EXERCISE BRIEF.
Set down, word for word, every line of the listing below, starting with the one that contains "Query: green onion garnish" and ending with the final line. Include nothing else.

DATASET EXCERPTS.
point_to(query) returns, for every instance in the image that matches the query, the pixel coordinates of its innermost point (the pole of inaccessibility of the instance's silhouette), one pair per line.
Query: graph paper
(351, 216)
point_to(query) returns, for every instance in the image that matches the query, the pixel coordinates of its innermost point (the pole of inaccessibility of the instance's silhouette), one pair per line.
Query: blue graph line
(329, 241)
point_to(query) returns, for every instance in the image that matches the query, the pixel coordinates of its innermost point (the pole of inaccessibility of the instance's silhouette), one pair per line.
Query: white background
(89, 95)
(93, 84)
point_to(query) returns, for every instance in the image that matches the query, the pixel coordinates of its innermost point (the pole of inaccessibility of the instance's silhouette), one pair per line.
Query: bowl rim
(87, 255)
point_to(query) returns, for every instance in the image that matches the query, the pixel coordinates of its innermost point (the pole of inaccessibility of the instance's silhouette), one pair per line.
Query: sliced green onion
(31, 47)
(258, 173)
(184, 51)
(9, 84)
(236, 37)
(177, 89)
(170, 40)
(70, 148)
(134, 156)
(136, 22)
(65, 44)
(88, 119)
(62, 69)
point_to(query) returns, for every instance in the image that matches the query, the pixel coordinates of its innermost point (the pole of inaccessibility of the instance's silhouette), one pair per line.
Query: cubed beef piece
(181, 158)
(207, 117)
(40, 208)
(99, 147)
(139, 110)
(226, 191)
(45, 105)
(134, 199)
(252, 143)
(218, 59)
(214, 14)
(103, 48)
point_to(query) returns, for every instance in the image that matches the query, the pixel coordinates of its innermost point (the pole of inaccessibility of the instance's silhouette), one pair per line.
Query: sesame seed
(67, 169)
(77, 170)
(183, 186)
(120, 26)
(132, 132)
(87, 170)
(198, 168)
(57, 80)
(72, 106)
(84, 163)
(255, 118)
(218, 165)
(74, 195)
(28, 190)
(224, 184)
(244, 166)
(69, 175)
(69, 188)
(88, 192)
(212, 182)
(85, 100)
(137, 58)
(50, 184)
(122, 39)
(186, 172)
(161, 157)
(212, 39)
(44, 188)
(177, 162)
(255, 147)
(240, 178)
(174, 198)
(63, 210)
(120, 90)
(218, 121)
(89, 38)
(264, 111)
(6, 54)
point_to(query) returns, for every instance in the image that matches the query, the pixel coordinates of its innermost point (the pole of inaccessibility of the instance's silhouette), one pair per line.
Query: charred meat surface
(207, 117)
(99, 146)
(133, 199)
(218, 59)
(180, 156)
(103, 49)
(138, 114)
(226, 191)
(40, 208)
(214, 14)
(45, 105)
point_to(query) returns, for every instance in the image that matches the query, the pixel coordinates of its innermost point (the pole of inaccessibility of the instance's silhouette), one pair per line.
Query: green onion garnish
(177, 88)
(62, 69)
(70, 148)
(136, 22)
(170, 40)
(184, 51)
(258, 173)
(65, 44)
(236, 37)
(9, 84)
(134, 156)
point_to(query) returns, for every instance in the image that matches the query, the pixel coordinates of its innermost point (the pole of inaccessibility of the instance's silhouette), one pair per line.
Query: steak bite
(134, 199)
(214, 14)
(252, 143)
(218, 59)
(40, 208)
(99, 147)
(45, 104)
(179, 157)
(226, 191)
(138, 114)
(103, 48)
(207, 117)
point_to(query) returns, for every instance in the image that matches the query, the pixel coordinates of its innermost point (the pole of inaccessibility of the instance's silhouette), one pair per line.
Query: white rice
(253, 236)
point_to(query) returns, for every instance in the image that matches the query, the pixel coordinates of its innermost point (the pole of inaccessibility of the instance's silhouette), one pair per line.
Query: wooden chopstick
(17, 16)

FINISHED TASK.
Query: green onion garnish
(177, 88)
(62, 69)
(70, 148)
(136, 22)
(170, 40)
(184, 51)
(258, 173)
(65, 44)
(236, 37)
(9, 84)
(134, 156)
point_to(query) returns, for every instance in the image that matches the query, the pixel coordinates of its innermost point (the pole of inaccessibility of the instance's silhouette), one pair per line.
Query: steak bite
(134, 199)
(214, 14)
(252, 143)
(218, 59)
(40, 208)
(99, 147)
(45, 104)
(179, 157)
(226, 191)
(138, 114)
(103, 48)
(207, 117)
point_to(query) returns, for every instance in the image that matches the query, the pixel coordinates of its innermost point (the pole of inaccessibility of the instance's silhouette), one pair per line.
Query: white rice
(253, 236)
point_to(query) returns, for every instance in the image that matches the query, the pixel coordinates of its innermost point (the pole of inaccessibility of the instance's silhouette), one pair per line.
Query: wooden chopstick
(17, 16)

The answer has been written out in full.